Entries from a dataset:
--- begin ---

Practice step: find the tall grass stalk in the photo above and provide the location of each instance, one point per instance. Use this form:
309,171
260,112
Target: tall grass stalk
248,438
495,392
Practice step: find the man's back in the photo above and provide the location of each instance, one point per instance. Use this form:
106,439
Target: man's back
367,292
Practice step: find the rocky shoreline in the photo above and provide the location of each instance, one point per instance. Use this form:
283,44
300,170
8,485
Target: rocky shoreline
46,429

--- end ---

#### [DIRECTION]
Quote each of the rows above verbatim, keeping every line intact.

#### [EXERCISE RESPONSE]
Practice step: find the tall grass stalk in the photo above and provide the location of each instance, one point per instance. Use this form:
309,171
260,112
Target: tall grass stalk
248,438
495,392
Practice step: find the man's back in the photo above and provide the location of each instance, one point per instance. Use this form:
106,439
Target: man's back
367,292
Practice step: find the rocky shoreline in the photo above and provide the location of each instance, one point per instance. Use this form:
283,44
300,170
8,485
Target: rocky shoreline
46,429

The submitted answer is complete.